Признание лингвистического аспекта как не случайного и внешнего, а существенного и наиболее важного для понимания особенностей психических процессов способствовало тому, что проблематика диспозициональности стала одной из центральных в психологии. Созданная английским исследователем оригинальная диспозициональная модель сделала возможным переоценку сложившегося в самой психологии понимания психических явлений как призрака или Бога в машине, продемонстрировав их деятельный практический характер.
Гуманистические интерпретации диспозициональности
В современной психологии общепринятым контекстом обращения к идее диспозиций является теория атрибуций, призванная зафиксировать различие между реальными причинно-следственными связями, между мотивами и поведением человека и тем, как сами люди эту связь объясняют. Однако изначально обращение к диспозициональности было мотивировано, во-первых, желанием обосновать целостность человеческой природы, во-вторых, подчеркнуть взаимосвязь человека и окружающего мира, в-третьих, обосновать и объяснить индивидуальные различия. Два исследователя в этом отношении внесли наиболее существенный вклад — В. Штерн и Г. Олпорт.

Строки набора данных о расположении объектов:

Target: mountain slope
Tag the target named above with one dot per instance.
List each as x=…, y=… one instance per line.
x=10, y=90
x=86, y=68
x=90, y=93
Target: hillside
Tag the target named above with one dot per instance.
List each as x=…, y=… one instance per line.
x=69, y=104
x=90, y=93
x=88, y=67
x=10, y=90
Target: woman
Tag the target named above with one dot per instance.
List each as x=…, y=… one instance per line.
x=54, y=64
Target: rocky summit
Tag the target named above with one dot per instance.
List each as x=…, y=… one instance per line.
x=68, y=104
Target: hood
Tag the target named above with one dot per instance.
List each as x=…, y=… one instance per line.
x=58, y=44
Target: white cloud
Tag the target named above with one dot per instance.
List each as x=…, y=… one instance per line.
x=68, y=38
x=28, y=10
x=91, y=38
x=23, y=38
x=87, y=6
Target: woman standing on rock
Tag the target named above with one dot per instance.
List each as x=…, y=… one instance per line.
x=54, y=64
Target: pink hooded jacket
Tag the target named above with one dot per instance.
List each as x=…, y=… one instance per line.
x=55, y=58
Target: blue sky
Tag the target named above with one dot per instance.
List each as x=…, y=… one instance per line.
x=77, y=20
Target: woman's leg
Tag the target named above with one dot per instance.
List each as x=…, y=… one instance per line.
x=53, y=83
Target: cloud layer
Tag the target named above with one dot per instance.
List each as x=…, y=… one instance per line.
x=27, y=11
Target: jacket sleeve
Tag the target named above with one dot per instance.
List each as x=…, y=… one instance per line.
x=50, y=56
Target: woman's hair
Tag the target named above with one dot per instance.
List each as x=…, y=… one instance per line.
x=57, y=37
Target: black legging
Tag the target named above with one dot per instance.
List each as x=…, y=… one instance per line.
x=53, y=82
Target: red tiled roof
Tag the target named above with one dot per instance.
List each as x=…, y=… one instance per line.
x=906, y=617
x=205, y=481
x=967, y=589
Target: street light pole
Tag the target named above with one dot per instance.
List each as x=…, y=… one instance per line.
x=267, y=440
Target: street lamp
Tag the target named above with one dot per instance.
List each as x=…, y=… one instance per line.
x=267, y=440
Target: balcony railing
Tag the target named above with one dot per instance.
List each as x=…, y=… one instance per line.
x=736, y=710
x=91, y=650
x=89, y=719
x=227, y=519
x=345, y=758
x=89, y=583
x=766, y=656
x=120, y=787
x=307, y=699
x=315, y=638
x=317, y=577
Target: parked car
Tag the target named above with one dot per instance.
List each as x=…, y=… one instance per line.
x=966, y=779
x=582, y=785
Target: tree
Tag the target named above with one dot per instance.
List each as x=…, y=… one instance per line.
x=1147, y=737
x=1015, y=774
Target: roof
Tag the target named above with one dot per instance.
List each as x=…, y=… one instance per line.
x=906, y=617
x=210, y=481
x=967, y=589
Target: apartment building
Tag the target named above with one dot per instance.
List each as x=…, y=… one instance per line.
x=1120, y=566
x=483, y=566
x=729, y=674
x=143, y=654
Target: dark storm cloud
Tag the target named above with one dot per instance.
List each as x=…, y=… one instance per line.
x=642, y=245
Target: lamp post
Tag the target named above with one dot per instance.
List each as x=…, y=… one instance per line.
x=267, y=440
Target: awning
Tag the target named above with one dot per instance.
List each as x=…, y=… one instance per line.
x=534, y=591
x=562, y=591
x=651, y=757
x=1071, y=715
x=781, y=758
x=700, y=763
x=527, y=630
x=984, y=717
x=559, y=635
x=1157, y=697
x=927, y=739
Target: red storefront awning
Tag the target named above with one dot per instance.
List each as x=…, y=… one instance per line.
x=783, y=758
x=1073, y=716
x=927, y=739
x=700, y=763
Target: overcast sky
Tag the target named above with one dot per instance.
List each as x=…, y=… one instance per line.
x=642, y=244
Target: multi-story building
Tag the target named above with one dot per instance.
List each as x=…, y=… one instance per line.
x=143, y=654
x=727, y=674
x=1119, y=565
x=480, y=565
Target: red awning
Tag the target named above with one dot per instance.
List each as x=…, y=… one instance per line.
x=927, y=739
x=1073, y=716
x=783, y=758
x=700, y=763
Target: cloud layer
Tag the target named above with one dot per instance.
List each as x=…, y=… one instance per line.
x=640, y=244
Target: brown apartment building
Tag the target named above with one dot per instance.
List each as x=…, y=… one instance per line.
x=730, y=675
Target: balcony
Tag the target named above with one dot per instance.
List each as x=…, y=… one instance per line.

Задания для выполнения:
a) Перепишите дословно часть текста о диспозициональности от слов «Гуманистические интерпретации диспозициональности» до слов «и Г. Олпорт.».
b) Переведите на английский язык предложение из текста о диспозициональности: «Два исследователя в этом отношении внесли наиболее существенный вклад — В. Штерн и Г. Олпорт».

Ответы на задания:
a)
Гуманистические интерпретации диспозициональности
В современной психологии общепринятым контекстом обращения к идее диспозиций является теория атрибуций, призванная зафиксировать различие между реальными причинно-следственными связями, между мотивами и поведением человека и тем, как сами люди эту связь объясняют. Однако изначально обращение к диспозициональности было мотивировано, во-первых, желанием обосновать целостность человеческой природы, во-вторых, подчеркнуть взаимосвязь человека и окружающего мира, в-третьих, обосновать и объяснить индивидуальные различия. Два исследователя в этом отношении внесли наиболее существенный вклад — В. Штерн и Г. Олпорт.

b) Two researchers made the most significant contribution in this regard: W. Stern and G. Allport.